DIRECTIONS ▸
Copy every line from the rows below that contains the word "tree".

++++++

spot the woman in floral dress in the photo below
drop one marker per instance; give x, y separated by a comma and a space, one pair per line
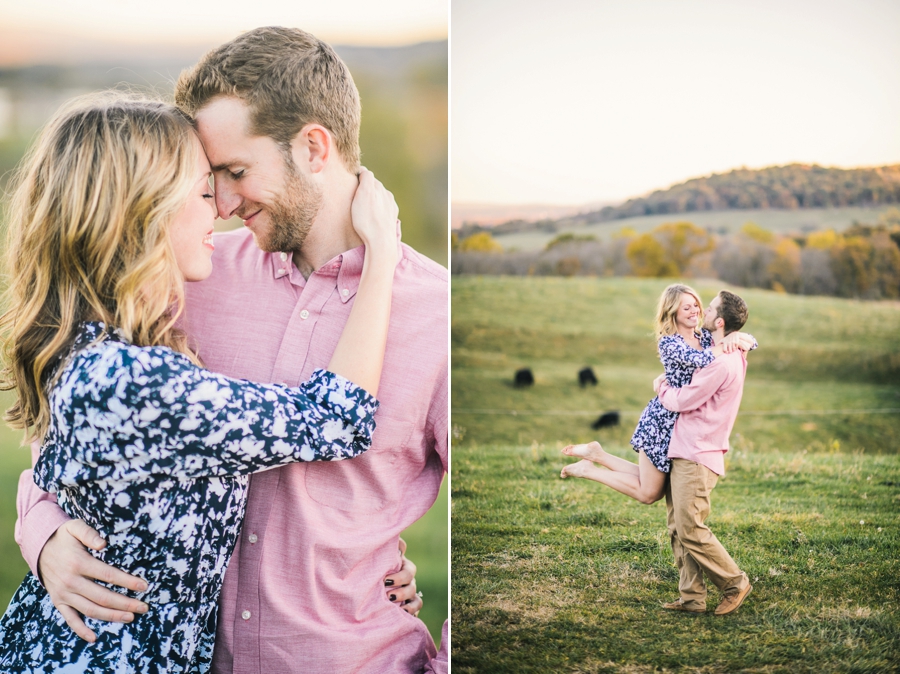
112, 213
684, 345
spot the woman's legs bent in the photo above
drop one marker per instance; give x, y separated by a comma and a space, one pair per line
592, 451
642, 482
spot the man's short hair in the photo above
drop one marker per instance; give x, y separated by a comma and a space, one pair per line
733, 310
289, 79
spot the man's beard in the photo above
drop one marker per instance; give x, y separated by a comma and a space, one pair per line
292, 214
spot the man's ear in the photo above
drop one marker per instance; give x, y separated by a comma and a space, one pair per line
313, 146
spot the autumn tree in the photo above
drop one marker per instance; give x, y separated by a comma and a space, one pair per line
482, 242
681, 241
648, 257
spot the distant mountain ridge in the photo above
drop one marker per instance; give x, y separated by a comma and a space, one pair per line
784, 187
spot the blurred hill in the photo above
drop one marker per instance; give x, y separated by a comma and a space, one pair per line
791, 187
403, 92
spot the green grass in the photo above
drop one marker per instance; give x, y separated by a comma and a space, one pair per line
552, 575
427, 538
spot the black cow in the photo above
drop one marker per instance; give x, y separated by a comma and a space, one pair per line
586, 376
606, 419
524, 378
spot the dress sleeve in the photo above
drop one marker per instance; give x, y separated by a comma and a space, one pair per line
132, 412
674, 351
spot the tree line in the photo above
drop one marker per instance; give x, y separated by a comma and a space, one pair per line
787, 187
862, 261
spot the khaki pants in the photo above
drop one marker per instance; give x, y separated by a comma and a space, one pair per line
697, 550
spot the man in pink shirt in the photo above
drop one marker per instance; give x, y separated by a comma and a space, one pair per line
708, 407
278, 115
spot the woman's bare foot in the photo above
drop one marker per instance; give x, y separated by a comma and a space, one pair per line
583, 468
592, 451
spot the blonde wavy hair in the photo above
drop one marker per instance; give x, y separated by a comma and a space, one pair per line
89, 239
667, 308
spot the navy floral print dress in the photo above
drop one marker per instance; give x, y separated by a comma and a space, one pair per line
654, 429
155, 453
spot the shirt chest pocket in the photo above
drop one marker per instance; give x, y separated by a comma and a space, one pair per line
368, 483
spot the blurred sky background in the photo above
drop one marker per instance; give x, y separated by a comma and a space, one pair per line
33, 30
595, 101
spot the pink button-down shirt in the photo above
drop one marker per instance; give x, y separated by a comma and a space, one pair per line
304, 589
708, 407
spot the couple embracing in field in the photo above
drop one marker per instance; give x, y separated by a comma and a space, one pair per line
155, 378
682, 437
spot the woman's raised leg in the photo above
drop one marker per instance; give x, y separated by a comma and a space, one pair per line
646, 486
593, 451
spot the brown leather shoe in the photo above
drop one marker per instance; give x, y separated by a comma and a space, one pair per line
731, 604
678, 605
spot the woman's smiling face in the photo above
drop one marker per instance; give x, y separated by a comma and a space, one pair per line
191, 230
689, 313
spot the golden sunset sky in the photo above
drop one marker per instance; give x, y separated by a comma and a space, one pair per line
585, 101
55, 30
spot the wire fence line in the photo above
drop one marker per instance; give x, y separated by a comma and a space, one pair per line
754, 413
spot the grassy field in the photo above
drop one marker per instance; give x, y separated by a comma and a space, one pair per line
552, 575
427, 538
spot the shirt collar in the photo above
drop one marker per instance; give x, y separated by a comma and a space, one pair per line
346, 268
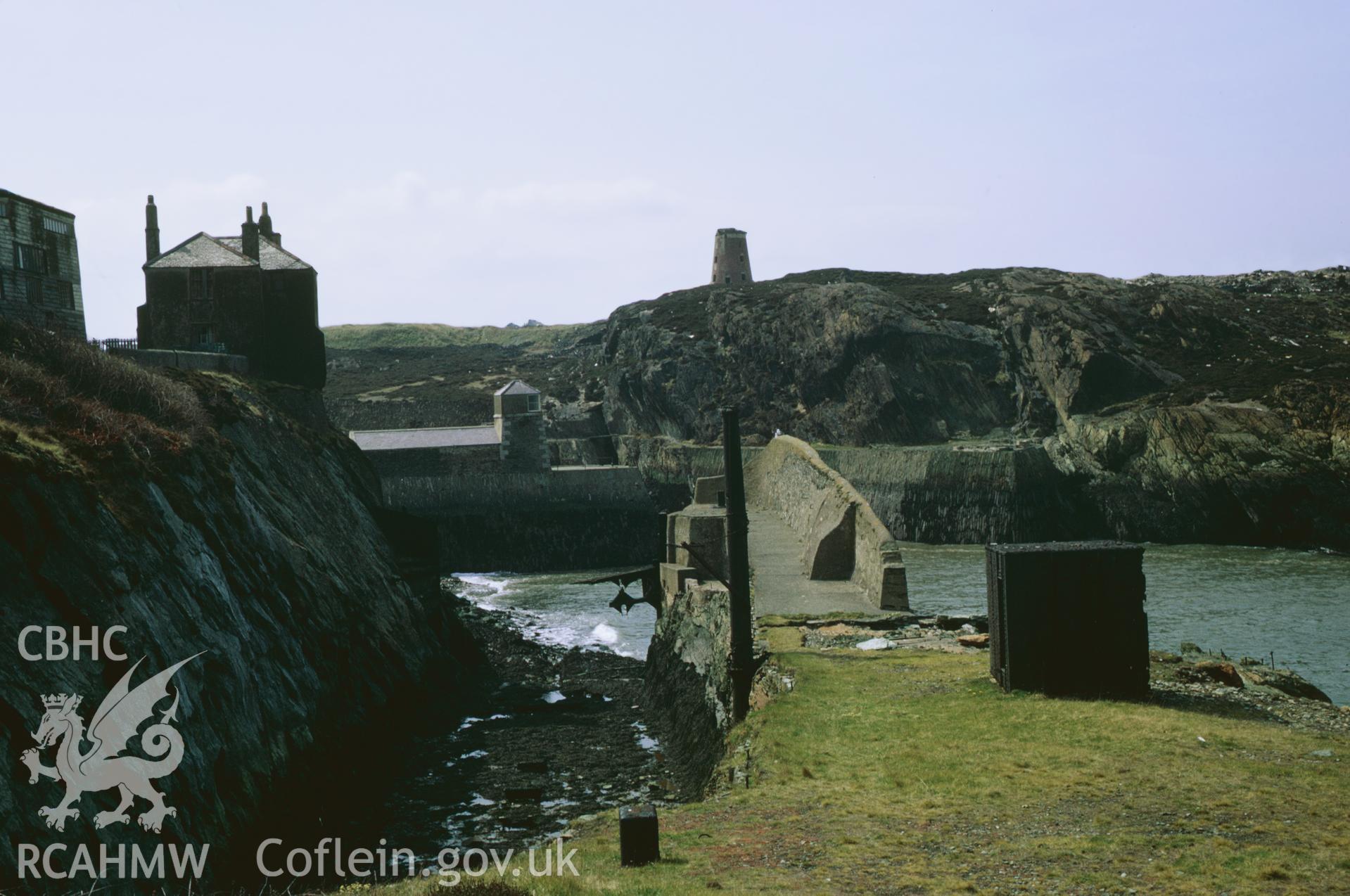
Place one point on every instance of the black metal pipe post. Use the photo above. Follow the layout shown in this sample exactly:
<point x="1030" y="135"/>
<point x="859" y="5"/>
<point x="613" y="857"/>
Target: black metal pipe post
<point x="739" y="564"/>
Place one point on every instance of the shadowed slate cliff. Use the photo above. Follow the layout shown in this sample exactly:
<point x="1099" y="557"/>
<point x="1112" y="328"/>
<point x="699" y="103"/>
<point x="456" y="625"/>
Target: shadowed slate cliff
<point x="203" y="514"/>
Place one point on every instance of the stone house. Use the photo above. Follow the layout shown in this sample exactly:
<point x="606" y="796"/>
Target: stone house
<point x="241" y="295"/>
<point x="39" y="266"/>
<point x="515" y="442"/>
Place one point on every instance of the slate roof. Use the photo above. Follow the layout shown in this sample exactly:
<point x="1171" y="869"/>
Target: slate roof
<point x="201" y="251"/>
<point x="204" y="250"/>
<point x="433" y="437"/>
<point x="273" y="258"/>
<point x="517" y="388"/>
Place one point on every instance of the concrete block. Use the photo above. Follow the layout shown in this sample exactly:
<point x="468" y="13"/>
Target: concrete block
<point x="674" y="578"/>
<point x="706" y="489"/>
<point x="896" y="590"/>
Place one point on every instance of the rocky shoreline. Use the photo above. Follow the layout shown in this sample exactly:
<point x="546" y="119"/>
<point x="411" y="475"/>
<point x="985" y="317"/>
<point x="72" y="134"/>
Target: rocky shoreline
<point x="1192" y="679"/>
<point x="558" y="734"/>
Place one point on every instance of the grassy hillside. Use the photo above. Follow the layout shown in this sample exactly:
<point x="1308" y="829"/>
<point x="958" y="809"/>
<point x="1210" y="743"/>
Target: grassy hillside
<point x="910" y="772"/>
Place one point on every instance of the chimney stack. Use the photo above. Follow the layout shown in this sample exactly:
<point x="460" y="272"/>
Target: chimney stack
<point x="250" y="235"/>
<point x="151" y="230"/>
<point x="265" y="226"/>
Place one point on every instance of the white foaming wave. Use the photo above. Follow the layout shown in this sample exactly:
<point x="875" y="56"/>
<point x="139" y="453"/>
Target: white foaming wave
<point x="483" y="587"/>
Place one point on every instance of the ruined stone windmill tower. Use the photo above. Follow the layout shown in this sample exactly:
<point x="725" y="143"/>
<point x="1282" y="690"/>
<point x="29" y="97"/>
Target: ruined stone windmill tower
<point x="731" y="257"/>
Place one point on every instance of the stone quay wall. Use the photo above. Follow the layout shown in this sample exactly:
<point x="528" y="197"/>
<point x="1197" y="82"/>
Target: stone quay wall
<point x="566" y="518"/>
<point x="843" y="537"/>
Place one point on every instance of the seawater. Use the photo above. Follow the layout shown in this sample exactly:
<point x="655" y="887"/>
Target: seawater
<point x="1241" y="601"/>
<point x="551" y="608"/>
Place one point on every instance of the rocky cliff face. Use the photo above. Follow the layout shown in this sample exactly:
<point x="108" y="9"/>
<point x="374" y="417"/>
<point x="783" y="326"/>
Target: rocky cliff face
<point x="208" y="516"/>
<point x="1171" y="408"/>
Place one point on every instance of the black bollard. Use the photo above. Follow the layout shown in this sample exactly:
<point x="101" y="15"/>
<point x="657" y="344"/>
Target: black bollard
<point x="639" y="836"/>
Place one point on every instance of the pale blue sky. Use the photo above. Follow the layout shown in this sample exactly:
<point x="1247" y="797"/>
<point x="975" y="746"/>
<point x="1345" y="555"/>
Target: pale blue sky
<point x="483" y="164"/>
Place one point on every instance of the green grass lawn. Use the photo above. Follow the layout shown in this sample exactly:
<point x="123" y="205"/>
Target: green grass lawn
<point x="909" y="771"/>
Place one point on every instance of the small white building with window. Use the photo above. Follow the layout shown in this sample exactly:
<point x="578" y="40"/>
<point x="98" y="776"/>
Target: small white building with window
<point x="515" y="442"/>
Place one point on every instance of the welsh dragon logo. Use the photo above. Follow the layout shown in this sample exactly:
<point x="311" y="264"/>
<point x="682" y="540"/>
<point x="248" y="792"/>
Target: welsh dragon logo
<point x="104" y="765"/>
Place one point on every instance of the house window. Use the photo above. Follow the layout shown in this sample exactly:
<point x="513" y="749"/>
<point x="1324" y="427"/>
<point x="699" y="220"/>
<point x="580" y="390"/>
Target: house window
<point x="30" y="258"/>
<point x="201" y="283"/>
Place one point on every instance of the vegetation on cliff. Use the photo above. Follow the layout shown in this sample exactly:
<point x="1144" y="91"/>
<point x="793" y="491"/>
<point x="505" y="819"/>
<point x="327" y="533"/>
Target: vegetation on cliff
<point x="210" y="514"/>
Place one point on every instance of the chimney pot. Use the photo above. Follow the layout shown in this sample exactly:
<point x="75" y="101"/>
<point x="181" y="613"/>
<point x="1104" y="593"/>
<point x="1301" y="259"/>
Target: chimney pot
<point x="151" y="230"/>
<point x="250" y="235"/>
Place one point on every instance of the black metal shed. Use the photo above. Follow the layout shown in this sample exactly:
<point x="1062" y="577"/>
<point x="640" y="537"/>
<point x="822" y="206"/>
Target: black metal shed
<point x="1066" y="618"/>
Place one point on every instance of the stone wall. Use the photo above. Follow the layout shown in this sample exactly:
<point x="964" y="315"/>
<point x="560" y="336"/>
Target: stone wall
<point x="944" y="496"/>
<point x="217" y="362"/>
<point x="45" y="292"/>
<point x="843" y="537"/>
<point x="567" y="518"/>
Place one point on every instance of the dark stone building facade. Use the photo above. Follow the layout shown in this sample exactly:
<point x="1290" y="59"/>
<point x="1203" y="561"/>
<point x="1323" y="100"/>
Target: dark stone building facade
<point x="242" y="295"/>
<point x="39" y="266"/>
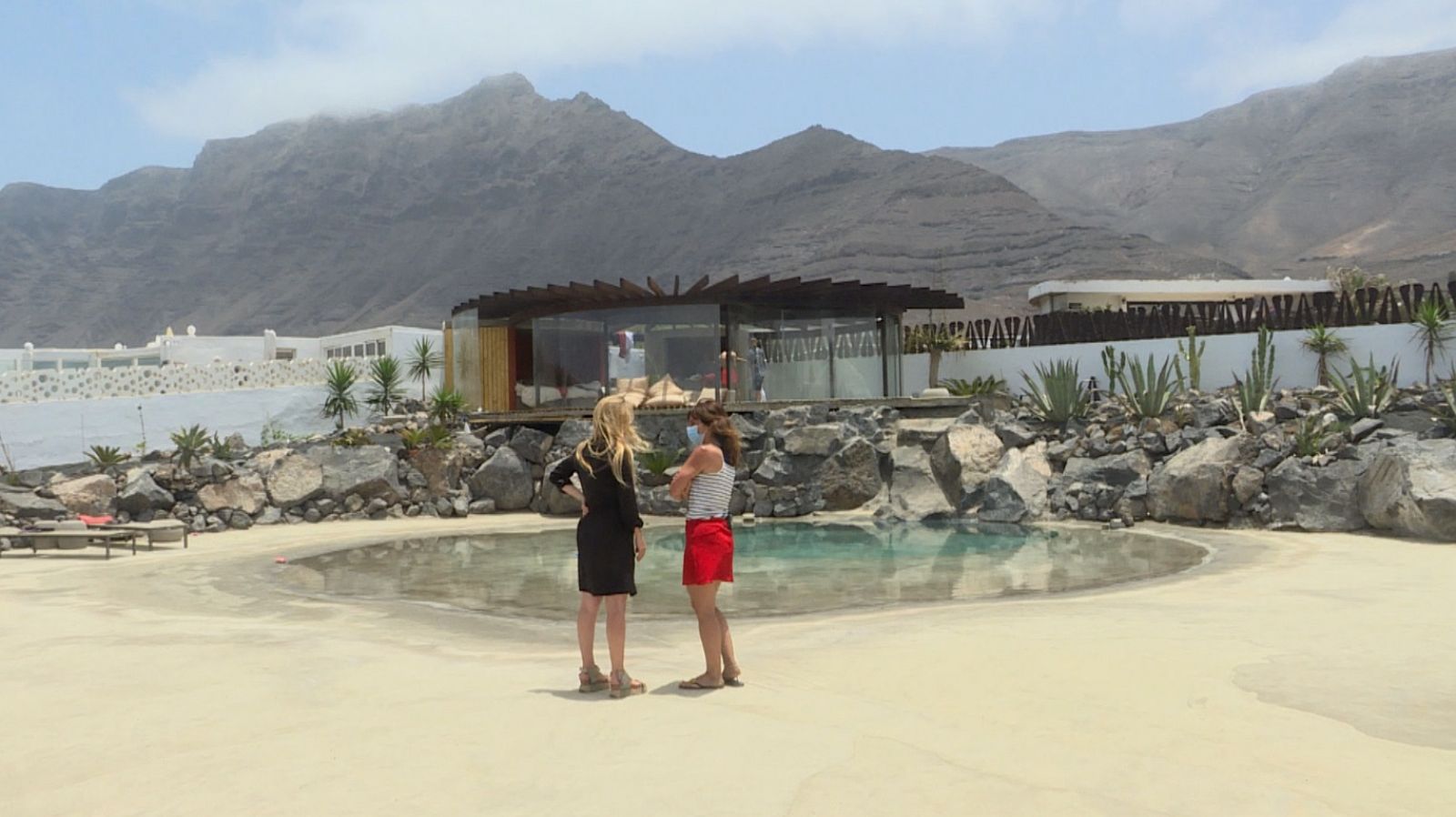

++++++

RESULT FOR THIS EXERCISE ▸
spot the autumn tree in the photo above
spot the tree line in the photo above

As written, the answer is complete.